Could you reproduce every one of the rows below word for word, leaving the pictures out of your answer?
· · · ·
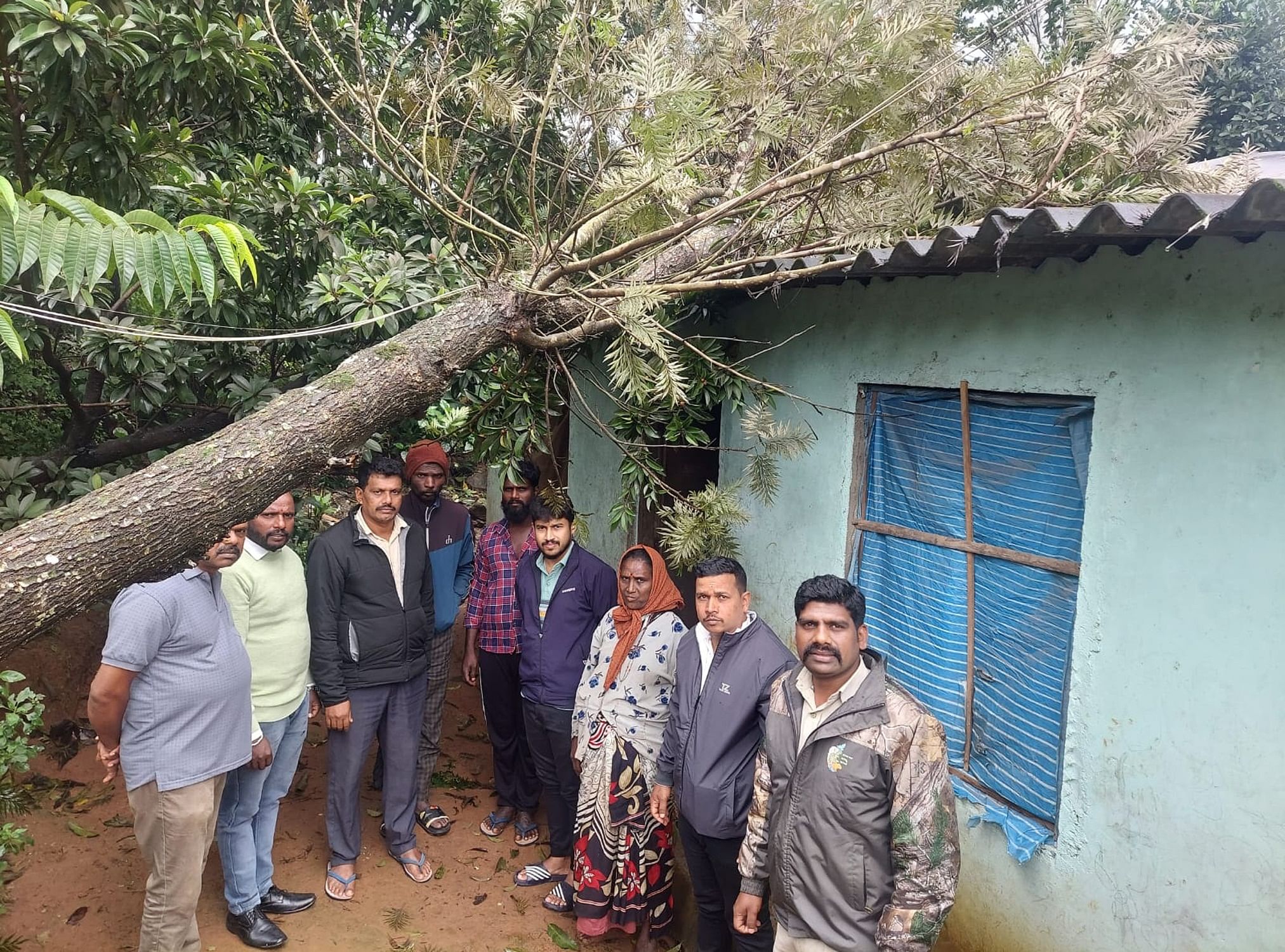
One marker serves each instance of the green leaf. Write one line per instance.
(72, 206)
(125, 255)
(12, 340)
(149, 219)
(227, 251)
(53, 247)
(10, 244)
(74, 258)
(176, 253)
(204, 265)
(194, 221)
(27, 228)
(164, 265)
(560, 938)
(96, 249)
(31, 32)
(144, 247)
(106, 216)
(243, 252)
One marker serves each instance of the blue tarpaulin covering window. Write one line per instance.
(1029, 470)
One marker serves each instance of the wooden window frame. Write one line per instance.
(969, 546)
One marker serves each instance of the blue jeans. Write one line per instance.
(247, 814)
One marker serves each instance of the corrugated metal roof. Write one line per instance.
(1027, 237)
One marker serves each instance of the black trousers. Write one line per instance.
(549, 735)
(392, 713)
(716, 882)
(516, 783)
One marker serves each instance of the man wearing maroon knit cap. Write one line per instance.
(449, 528)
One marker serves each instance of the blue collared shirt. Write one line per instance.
(189, 715)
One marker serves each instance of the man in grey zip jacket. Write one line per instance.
(716, 724)
(853, 815)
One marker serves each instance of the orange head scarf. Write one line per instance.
(629, 623)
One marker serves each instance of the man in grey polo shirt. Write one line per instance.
(171, 706)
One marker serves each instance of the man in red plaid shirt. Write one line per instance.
(491, 657)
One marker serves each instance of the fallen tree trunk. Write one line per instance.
(145, 523)
(148, 522)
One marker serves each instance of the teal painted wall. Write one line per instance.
(1170, 830)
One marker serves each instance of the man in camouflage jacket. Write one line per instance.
(852, 820)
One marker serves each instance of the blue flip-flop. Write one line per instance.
(536, 875)
(526, 834)
(566, 902)
(342, 880)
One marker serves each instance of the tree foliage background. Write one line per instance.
(585, 169)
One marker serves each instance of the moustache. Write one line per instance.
(815, 649)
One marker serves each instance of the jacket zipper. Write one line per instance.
(548, 609)
(787, 880)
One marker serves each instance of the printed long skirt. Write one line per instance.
(624, 864)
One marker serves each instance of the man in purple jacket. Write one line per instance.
(563, 593)
(720, 698)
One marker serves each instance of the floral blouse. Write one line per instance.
(636, 704)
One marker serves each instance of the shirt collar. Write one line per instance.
(540, 562)
(254, 550)
(845, 694)
(703, 633)
(399, 527)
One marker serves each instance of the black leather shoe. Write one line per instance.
(280, 902)
(256, 929)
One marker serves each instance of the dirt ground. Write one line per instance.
(85, 892)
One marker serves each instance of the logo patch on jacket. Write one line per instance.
(836, 760)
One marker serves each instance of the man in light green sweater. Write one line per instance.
(268, 598)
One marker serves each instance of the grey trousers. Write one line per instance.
(395, 713)
(435, 706)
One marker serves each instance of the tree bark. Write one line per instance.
(147, 523)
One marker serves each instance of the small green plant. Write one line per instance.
(21, 718)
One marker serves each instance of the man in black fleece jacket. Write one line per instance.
(371, 608)
(725, 673)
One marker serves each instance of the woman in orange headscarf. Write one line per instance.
(623, 870)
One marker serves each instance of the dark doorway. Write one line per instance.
(687, 469)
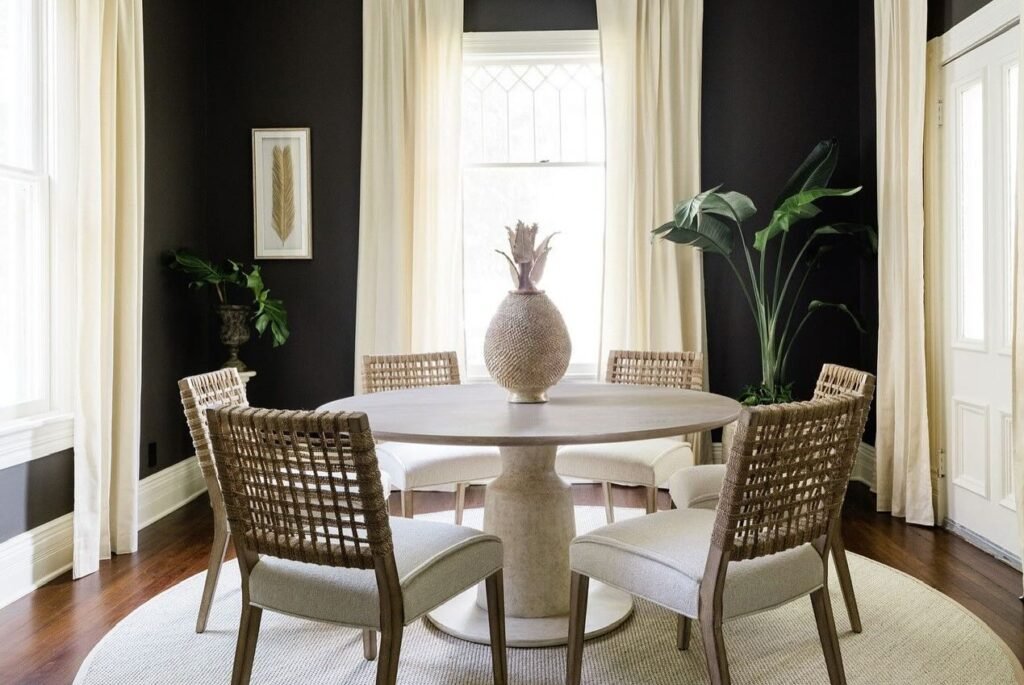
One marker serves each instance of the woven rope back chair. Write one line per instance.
· · · ·
_THE OUTPUT_
One marker serves each instance of the green leaf. Write one line per instance.
(72, 206)
(125, 255)
(12, 340)
(149, 219)
(227, 251)
(53, 247)
(10, 244)
(74, 258)
(176, 253)
(204, 265)
(194, 221)
(27, 228)
(164, 265)
(560, 938)
(96, 249)
(31, 32)
(144, 247)
(106, 216)
(243, 252)
One marker serves each instance of the blue tarpaulin covering window. Write one line per instance.
(1029, 470)
One marker serves each instance of the wooden window frame. Write one line per instance.
(969, 546)
One marker serves each instance of the blue jeans. Write one line per instance.
(247, 814)
One marker serves each instance of the corrugated metal roof. Write one line per instance.
(1027, 237)
One marker serves each instance of the black trousers. Write one line per instance.
(549, 735)
(392, 713)
(716, 882)
(516, 783)
One marker serves each instance of the man wearing maroon knit cap. Write one line per instance.
(449, 528)
One marker serves each instance of the blue collared shirt. Write one line per instance.
(189, 715)
One marker serves each instance of the man in grey zip jacket. Write one line per instance.
(716, 724)
(853, 815)
One marker serves each instance of the orange head scarf. Write one line per instance.
(629, 623)
One marker serves each instance of the man in grey polo shirt. Write one line per instance.
(171, 706)
One marker serves each instance of the man in red plaid shirt. Write one line per instance.
(491, 657)
One marker serves each instance of the fallen tree trunk. Write one line per instance.
(145, 523)
(148, 522)
One marker serves each instance of the teal painted wall. Write one line per instance.
(1170, 830)
One marker serves each instance of the man in camouflage jacket. Write one line per instance.
(852, 820)
One marker serves each instance of the blue flip-flop. Write one line per instance.
(536, 875)
(526, 834)
(566, 902)
(342, 880)
One marker serves each instance of the tree foliage background. Write one line per instance.
(585, 169)
One marker serves each instance of the moustache. Write one line per instance.
(815, 649)
One marker serves each instance of the jacket zipper. Write one line per instance.
(548, 609)
(787, 880)
One marker serves each instance of the printed long skirt. Write one line per instance.
(624, 864)
One marker serves each instance of the man in purple jacket. Write one line per instance.
(563, 593)
(720, 698)
One marker serves each instance of the floral blouse. Write one line per instance.
(636, 704)
One marker serves each instance of the shirt collar. Write one line per instance.
(540, 562)
(254, 550)
(845, 694)
(703, 633)
(399, 527)
One marker serves each instance of the black leather shoe. Write one line per instance.
(280, 902)
(256, 929)
One marker serves each instance of the dirt ground. Write one line per instance.
(85, 892)
One marker serves each instance of the logo patch on jacket. Write one line per instance.
(836, 760)
One marker serves each instance of the man in light green sweater. Write one line per instance.
(268, 598)
One marker serves each instance of the grey trousers. Write one line per instance.
(395, 713)
(435, 706)
One marker serves each instance of the tree bark. Write one line per instance.
(147, 523)
One marker serves each instance of the small green plant. Write one line per instance.
(21, 718)
One marker serves each instance of the man in black fleece jacket. Write one line per instance.
(371, 608)
(725, 673)
One marker serves each instance of the woman in orange headscarf. Write one line per instance.
(623, 870)
One marker serves each instance of the dark doorway. Write one line per instance.
(687, 469)
One marker serves each instance of the woven rope back chair. Write one line per instance.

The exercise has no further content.